# WHAT IS BEING ASKED
Tally the lines in the entries below that contain the string "nose", treating uppercase and lowercase as different, and give only the number.

# RECORDS FOR THE TASK

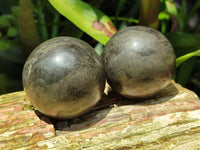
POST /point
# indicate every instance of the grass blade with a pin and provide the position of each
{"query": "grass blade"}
(87, 18)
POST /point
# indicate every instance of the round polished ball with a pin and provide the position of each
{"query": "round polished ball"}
(64, 77)
(139, 61)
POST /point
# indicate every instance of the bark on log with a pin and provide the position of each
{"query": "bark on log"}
(169, 121)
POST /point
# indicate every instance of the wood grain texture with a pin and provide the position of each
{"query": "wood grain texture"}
(169, 121)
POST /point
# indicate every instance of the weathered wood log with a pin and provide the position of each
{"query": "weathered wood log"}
(169, 121)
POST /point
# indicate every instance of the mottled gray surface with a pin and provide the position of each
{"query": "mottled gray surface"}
(63, 77)
(139, 61)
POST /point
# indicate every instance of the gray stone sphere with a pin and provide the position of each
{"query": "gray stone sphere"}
(63, 77)
(139, 61)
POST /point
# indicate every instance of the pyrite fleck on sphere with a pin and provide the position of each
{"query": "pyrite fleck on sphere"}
(63, 77)
(139, 61)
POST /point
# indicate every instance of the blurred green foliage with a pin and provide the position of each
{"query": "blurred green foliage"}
(177, 19)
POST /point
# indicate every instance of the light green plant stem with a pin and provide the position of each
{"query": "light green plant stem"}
(55, 25)
(87, 18)
(125, 19)
(183, 58)
(42, 22)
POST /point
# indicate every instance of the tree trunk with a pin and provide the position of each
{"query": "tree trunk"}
(169, 121)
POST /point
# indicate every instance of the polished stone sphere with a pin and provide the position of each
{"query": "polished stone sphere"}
(139, 61)
(63, 77)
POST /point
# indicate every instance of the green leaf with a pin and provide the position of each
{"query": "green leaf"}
(171, 7)
(3, 83)
(4, 21)
(119, 7)
(163, 16)
(12, 32)
(183, 58)
(99, 49)
(4, 45)
(87, 18)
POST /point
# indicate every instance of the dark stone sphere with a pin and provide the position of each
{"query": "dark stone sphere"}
(139, 61)
(64, 77)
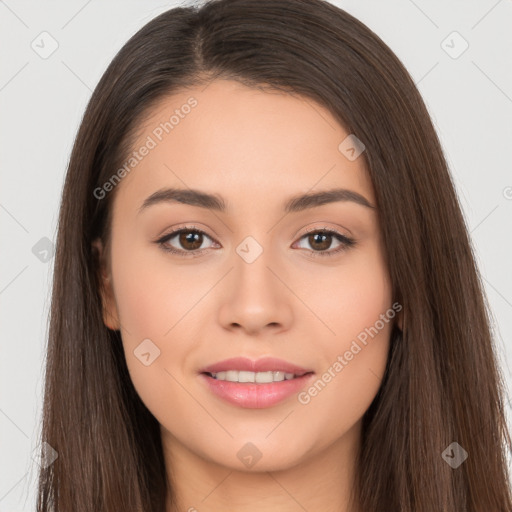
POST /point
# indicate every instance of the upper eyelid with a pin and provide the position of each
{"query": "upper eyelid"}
(178, 230)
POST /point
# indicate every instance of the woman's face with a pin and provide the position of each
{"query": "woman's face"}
(253, 279)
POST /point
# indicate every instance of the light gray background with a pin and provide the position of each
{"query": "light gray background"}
(42, 101)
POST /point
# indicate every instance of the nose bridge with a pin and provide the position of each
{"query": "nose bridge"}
(256, 296)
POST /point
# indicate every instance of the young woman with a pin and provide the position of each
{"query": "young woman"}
(265, 296)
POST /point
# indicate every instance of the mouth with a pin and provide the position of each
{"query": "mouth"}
(243, 376)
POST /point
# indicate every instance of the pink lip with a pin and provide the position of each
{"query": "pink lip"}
(256, 396)
(265, 364)
(251, 395)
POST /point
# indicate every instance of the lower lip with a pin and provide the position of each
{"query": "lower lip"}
(256, 396)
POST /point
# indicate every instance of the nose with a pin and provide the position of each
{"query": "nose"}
(255, 297)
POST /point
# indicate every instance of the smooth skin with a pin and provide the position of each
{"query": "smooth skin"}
(256, 150)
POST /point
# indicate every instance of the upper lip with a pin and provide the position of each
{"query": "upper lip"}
(265, 364)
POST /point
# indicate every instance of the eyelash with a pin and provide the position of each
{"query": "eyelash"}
(345, 241)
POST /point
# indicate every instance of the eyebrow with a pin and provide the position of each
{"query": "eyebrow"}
(215, 202)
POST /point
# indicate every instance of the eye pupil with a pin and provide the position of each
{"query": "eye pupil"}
(323, 244)
(191, 237)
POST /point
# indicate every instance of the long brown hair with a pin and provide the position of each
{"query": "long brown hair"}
(442, 383)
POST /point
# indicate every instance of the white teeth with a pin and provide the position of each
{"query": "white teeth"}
(257, 377)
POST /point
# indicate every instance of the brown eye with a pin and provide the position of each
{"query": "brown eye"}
(321, 240)
(184, 241)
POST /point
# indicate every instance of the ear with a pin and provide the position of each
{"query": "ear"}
(110, 313)
(400, 320)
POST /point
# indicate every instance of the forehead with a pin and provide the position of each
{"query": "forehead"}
(245, 144)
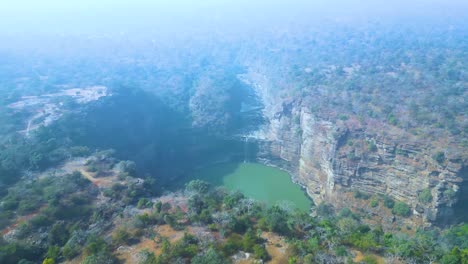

# EXERCISE RESPONSE
4